WHAT NEEDS TO BE DONE –
In the economics book blog text, what share of economics does HJC call common sense?

TEXT EXTRACT –
## start
My purpose in this book blog is to apply my own understanding of economics (informed, to date, by a mainstream US college education in the subject as well as intense and ongoing self-study in a variety of alternative theories) to the methods and arguments provided by HJC in this introductory economic work of his and in so doing arrive at conclusions about the soundness of his thought. In particular, because HJC represents a strain of “new thinking within the mainstream” and my personal convictions lie with what is known as the “Austrian school”, I want to empathetically highlight the areas where the two schools are in agreement, as well as try to explain wherein the differences lie.

Let’s get started!

“Why Are People Not Very Interested In Economics?”

HJC wonders why economics is an unpopular subject:

95 per cent of economics is common sense – made to look difficult, with the use of jargons and mathematics.

This is actually a point the Austrians make– that good economics involves simple logical deductions within the grasp of any reasonably intelligent person and that the introduction of jargon and higher math is used to keep laypeople out and make the discipline unintelligible to the uninitiated. HJC says that economics doesn’t appear to be relevant to most people’s lives and that the issues that they believe economics deal with, such as international currency movements, government budgets and foreign aid debates, are not things people believe they can comment on or think about competently without economic training.

On the other hand, HJC laments the “megalomania” of many economists who would just as soon argue that economics is the most relevant intellectual discipline in that it seems to explain everything, and more. HJC critically cites the success of titles like “Freakonomics” and the humblebrag quality of many economic book titles that purport to show how economics is behind anything that can be imagined.

HJC sees a more limited role for economics in human thought, though still an important and useful one, which raises two specific issues: is economics a science and, to the extent it is, what is economics actually about?

Is economics a science?

HJC is pretty clear on the matter:

economics can never be a science in the sense that physics or chemistry is [because] human beings have their own free will, unlike chemical molecules or physical objects.

He also adds that,

people have been led to believe that, like physics or chemistry, economics is a ‘science’, in which there is only one correct answer to everything

Instead, HJC argues that

What is needed is to learn economics in such a way that one becomes aware of different types of economic arguments and develops the critical faculty to judge which argument makes most sense in a given economic circumstance and in light of which moral values and political goals (note that I am not saying ‘which argument is correct’).
## end
DATASET ROWS –
## start
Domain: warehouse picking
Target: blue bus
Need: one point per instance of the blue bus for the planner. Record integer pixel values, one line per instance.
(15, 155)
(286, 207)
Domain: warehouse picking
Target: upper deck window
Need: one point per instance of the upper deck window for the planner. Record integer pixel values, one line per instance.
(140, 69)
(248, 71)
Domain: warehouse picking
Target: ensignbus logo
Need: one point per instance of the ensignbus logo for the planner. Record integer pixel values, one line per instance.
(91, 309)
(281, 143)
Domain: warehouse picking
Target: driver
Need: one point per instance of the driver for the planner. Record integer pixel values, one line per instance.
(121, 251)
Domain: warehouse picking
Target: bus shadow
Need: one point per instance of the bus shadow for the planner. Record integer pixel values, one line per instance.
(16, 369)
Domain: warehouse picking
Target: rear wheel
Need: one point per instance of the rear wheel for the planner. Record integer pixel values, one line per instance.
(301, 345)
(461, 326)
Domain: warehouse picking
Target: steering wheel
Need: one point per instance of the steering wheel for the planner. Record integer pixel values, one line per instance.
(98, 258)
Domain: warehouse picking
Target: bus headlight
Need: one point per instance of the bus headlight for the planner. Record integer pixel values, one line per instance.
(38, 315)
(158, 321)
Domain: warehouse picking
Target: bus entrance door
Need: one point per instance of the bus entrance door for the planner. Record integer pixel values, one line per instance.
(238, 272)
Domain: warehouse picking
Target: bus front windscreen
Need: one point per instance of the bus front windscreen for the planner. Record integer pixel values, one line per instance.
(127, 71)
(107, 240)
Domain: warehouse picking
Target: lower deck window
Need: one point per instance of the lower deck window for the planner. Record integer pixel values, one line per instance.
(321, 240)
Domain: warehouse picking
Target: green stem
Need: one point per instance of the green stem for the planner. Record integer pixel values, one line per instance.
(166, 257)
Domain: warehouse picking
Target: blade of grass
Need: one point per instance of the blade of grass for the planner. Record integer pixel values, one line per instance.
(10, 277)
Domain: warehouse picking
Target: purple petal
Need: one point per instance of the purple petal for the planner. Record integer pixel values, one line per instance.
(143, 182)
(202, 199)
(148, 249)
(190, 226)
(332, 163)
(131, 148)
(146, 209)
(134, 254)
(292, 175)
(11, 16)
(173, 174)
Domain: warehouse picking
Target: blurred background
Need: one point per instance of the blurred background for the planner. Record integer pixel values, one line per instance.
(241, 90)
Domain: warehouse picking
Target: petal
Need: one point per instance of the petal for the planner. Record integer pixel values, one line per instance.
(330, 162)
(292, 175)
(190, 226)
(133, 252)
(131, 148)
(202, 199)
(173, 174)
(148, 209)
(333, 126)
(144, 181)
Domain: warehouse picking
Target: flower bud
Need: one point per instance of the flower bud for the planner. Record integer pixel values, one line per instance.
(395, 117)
## end
OUTPUT OF THE TASK –
95 per cent